→ Task objective
Select the lines below containing the word "building".

(Dataset excerpts)

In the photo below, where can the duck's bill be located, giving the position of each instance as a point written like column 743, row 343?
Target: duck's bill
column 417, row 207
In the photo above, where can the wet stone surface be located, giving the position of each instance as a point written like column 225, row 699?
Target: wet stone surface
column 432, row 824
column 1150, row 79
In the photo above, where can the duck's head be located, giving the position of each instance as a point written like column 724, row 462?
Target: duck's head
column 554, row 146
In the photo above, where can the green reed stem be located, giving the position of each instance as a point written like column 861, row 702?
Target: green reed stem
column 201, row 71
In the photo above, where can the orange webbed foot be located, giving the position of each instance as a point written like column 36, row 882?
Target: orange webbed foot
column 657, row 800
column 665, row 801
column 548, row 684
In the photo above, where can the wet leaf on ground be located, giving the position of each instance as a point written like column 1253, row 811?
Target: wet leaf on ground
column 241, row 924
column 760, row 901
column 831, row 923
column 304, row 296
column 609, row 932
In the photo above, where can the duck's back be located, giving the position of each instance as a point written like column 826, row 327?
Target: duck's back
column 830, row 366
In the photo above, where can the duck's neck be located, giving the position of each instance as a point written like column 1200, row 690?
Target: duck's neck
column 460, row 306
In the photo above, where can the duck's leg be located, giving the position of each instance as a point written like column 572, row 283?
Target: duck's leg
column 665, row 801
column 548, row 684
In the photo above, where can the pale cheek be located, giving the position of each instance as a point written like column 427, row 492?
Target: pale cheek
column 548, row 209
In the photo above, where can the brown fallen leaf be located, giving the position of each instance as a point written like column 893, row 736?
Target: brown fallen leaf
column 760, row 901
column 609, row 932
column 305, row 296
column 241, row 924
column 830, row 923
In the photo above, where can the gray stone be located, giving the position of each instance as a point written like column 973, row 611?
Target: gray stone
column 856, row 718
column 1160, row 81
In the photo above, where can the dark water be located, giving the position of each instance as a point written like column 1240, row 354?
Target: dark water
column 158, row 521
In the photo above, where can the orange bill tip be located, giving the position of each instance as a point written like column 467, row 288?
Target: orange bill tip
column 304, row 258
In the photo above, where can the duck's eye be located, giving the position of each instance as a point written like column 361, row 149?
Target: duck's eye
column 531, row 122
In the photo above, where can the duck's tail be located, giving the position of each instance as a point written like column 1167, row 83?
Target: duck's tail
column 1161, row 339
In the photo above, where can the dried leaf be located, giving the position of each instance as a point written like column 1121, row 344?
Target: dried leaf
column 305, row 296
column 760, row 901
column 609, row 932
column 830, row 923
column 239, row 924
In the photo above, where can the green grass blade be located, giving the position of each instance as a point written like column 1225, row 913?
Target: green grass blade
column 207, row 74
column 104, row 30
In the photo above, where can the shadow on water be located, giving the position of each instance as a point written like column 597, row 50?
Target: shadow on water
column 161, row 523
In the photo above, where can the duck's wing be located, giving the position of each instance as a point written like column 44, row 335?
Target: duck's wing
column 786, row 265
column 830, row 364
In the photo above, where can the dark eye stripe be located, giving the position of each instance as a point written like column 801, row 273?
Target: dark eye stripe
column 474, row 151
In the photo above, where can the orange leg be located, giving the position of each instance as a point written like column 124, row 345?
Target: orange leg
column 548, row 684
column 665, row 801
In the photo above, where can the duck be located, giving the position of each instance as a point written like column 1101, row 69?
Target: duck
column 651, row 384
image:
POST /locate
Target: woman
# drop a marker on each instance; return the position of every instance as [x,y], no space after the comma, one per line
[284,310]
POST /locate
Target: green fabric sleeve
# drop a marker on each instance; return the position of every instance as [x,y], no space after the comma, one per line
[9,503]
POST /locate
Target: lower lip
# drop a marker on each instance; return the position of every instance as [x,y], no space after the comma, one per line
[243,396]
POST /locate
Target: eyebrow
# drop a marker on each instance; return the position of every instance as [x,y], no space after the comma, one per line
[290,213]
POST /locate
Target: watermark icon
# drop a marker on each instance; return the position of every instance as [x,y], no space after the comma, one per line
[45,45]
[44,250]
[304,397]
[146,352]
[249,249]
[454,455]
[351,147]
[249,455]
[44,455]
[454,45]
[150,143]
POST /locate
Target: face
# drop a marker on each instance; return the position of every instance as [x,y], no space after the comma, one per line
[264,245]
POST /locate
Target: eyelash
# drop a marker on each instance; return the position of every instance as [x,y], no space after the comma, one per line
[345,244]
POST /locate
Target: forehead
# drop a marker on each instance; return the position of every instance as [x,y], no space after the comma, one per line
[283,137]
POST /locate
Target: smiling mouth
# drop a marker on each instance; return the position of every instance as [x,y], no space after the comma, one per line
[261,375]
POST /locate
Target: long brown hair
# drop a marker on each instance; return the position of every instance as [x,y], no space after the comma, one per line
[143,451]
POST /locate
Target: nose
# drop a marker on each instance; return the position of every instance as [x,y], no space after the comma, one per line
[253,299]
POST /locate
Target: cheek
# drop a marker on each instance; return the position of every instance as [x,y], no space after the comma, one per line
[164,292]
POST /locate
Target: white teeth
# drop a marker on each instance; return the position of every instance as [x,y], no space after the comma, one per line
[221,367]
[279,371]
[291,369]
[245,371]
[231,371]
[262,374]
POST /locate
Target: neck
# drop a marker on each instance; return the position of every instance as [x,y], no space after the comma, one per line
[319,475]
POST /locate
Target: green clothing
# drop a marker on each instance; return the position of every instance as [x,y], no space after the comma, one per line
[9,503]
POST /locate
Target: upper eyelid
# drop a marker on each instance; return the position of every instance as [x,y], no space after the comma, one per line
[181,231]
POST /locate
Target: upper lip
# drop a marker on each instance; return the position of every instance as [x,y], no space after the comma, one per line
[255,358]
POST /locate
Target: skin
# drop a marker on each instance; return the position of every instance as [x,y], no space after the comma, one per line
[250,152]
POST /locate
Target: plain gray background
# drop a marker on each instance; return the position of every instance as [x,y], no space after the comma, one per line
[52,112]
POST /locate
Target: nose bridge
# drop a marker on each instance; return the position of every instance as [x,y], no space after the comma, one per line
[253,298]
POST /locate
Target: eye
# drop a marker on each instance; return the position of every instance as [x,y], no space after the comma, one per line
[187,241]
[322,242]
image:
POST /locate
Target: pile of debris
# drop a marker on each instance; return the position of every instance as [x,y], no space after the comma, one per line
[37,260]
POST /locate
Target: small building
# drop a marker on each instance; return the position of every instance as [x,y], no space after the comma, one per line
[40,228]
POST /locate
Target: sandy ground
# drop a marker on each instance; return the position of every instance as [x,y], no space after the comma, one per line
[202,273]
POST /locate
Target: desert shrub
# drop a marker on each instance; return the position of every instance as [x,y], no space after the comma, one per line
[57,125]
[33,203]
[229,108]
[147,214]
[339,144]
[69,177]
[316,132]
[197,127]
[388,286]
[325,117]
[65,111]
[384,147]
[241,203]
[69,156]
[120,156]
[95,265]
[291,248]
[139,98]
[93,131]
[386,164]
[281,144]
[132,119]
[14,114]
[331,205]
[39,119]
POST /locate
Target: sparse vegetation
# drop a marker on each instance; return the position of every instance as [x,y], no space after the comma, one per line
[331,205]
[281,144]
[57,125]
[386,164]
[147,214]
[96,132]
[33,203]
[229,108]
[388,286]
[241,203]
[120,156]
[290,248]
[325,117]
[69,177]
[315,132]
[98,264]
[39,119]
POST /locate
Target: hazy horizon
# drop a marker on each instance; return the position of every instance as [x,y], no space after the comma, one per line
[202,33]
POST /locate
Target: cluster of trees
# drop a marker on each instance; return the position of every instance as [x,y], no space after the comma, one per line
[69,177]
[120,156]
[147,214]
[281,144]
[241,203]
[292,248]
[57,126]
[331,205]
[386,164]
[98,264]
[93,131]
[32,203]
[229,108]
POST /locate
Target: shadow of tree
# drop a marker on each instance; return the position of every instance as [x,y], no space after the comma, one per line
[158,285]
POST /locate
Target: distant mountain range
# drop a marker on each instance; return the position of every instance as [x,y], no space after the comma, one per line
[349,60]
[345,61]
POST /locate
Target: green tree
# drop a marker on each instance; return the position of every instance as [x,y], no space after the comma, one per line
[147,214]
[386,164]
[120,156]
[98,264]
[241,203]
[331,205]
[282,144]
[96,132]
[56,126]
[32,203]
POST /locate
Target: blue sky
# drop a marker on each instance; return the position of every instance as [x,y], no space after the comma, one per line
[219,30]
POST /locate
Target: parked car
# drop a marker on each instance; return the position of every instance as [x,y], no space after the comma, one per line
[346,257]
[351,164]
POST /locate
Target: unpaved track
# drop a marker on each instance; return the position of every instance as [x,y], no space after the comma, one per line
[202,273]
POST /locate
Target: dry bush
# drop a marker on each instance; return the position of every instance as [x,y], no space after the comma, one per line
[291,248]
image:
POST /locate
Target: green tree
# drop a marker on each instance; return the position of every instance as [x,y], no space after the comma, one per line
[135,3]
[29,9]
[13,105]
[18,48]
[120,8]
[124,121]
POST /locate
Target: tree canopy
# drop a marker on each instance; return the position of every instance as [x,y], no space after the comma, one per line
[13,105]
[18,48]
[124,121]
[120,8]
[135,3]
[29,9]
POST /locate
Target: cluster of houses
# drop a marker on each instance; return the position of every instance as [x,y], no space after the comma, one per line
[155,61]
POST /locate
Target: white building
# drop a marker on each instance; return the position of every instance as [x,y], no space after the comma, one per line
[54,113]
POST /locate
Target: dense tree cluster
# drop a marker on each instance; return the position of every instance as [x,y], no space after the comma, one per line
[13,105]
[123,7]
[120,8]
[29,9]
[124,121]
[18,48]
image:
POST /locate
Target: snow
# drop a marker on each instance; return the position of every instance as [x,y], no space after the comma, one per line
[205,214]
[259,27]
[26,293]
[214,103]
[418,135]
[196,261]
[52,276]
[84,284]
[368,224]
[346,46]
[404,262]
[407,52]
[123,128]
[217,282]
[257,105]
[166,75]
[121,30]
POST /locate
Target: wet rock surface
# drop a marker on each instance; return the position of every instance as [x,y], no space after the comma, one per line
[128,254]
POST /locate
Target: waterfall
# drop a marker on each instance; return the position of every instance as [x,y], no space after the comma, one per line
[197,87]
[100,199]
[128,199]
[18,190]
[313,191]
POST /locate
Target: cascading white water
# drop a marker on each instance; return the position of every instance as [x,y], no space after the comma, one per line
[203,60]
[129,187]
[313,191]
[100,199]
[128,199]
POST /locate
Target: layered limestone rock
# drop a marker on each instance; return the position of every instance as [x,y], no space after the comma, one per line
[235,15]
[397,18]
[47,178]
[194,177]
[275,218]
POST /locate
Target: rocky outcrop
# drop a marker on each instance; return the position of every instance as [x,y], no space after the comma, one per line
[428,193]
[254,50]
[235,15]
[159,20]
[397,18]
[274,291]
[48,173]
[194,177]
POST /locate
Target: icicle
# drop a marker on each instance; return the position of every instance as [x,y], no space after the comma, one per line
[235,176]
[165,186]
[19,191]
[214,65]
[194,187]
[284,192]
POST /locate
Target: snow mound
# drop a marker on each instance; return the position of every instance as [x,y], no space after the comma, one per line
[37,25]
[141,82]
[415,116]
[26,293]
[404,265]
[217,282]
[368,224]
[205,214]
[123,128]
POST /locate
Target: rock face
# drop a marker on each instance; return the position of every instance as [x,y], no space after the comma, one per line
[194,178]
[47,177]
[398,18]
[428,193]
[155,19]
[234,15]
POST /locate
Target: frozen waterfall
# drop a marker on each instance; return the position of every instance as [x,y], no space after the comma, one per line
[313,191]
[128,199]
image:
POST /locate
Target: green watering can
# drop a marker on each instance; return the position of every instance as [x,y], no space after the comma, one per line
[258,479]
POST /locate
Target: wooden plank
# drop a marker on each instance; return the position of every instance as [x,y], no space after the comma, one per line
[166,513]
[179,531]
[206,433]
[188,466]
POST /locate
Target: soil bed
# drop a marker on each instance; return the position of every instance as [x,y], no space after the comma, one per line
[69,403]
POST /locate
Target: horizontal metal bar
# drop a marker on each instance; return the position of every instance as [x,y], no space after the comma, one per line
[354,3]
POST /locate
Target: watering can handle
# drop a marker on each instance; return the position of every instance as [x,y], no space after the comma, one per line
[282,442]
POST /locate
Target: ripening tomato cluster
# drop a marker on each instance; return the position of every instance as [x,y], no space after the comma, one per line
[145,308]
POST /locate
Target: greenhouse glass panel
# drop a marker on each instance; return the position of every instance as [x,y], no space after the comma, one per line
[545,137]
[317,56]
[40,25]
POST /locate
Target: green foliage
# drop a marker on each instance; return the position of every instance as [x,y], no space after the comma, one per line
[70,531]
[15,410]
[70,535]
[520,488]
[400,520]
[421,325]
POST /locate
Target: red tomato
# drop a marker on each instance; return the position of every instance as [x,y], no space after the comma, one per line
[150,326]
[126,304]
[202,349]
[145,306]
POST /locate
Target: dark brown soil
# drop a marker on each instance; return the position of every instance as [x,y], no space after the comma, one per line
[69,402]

→ Expected answer
Target: small building
Target: white building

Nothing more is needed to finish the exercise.